Supplied entries
*** Block opens ***
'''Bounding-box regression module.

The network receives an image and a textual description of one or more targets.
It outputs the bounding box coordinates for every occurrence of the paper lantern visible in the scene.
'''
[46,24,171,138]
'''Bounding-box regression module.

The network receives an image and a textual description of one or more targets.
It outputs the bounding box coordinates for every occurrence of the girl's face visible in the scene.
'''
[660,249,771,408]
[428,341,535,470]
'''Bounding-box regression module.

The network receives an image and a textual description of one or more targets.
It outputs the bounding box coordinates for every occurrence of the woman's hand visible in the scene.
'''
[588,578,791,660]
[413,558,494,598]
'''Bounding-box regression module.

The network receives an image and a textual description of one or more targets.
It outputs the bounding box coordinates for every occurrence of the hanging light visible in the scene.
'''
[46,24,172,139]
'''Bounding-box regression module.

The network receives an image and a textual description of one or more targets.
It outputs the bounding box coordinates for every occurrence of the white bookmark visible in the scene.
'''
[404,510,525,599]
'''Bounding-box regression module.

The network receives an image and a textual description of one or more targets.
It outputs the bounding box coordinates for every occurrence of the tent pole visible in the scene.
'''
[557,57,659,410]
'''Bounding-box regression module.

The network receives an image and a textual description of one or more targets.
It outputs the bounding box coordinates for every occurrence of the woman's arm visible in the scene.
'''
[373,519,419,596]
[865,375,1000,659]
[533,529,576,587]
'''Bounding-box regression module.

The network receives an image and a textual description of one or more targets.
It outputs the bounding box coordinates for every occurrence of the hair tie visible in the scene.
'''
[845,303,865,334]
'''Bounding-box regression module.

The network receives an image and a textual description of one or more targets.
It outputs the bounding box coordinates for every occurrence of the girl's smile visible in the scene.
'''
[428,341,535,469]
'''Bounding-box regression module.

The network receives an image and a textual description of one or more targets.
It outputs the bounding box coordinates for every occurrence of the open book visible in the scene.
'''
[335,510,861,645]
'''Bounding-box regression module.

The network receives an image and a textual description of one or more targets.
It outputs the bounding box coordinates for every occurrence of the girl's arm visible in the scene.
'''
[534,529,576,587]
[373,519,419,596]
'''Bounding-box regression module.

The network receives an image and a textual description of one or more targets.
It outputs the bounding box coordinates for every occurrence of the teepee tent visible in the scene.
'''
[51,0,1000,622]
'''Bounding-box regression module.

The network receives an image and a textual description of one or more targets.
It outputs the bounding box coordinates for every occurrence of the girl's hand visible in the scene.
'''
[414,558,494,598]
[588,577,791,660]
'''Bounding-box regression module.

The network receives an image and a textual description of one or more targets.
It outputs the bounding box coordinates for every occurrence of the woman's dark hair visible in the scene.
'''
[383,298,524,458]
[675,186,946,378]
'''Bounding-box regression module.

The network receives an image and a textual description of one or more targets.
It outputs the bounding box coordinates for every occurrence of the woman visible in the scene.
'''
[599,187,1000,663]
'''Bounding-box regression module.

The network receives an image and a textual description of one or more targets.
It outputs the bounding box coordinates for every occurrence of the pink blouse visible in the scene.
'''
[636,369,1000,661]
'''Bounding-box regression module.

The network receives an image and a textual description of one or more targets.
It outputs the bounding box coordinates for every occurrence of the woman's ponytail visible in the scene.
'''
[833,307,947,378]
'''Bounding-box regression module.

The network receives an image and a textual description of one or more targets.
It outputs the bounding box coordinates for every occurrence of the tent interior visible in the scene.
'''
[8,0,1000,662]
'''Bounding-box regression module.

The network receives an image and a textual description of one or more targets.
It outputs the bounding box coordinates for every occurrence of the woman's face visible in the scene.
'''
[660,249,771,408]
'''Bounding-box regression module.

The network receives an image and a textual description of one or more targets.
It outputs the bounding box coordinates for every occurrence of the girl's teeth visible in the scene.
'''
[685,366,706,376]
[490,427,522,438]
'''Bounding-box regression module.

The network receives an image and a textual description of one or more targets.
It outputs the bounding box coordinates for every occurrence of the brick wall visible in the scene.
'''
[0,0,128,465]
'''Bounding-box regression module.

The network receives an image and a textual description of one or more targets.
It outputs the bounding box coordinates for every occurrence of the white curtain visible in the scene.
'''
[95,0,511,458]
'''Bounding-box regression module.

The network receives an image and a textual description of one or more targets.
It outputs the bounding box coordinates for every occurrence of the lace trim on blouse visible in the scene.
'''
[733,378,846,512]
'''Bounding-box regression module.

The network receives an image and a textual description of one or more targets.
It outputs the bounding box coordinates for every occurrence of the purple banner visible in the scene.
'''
*** Block closes ***
*** Block opens ***
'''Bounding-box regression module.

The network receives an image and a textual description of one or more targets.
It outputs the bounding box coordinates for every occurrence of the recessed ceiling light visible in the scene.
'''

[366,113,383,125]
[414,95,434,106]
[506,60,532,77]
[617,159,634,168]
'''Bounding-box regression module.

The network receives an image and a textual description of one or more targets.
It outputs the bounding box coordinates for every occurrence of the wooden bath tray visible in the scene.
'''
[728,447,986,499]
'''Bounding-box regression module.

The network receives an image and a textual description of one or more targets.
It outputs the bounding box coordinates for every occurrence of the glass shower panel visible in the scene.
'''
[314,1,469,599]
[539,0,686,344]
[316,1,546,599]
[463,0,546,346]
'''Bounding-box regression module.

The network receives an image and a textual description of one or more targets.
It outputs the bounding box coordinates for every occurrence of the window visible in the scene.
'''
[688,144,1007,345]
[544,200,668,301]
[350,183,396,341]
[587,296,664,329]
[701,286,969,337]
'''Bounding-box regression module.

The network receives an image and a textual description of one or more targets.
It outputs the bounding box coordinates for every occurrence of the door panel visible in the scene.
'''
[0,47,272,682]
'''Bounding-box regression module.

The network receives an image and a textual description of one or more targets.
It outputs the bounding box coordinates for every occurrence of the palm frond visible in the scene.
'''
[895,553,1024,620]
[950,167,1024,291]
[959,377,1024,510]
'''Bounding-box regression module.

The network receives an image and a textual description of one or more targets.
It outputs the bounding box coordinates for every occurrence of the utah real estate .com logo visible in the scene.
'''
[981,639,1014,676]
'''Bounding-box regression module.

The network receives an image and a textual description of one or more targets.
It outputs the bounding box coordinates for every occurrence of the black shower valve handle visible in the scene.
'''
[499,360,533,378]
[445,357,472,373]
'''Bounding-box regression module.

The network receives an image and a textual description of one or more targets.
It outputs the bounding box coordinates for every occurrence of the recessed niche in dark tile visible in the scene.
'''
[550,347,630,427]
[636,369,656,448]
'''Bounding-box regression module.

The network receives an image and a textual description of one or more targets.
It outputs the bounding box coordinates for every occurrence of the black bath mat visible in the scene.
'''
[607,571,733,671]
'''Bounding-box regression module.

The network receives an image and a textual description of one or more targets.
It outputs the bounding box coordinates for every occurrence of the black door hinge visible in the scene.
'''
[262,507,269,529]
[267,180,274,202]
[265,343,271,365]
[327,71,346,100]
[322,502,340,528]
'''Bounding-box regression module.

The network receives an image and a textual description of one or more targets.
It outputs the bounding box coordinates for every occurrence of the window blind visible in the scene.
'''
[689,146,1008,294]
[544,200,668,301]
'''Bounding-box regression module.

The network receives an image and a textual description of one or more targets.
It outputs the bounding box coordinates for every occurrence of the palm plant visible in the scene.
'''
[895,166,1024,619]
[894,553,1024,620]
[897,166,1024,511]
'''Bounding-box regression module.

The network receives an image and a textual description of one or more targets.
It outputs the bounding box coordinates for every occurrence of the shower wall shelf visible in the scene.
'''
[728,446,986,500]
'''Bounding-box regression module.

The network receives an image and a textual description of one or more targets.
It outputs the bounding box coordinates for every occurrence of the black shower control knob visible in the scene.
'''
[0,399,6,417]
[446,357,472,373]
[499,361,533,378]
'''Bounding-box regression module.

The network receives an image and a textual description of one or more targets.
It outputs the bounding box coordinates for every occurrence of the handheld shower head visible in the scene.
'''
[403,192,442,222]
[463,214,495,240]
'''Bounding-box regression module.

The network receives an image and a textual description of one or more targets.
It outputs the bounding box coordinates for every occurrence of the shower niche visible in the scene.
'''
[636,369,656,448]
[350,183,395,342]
*** Block closes ***
Task instructions
Which lines of the listing include the string "door"? Pull them out.

Solution to this task
It outputs the bounding box coordinates for every occurrence of the door panel visible in the scene.
It outputs the bounding box coordinates for every occurrence of the black door hinge visible in the scene.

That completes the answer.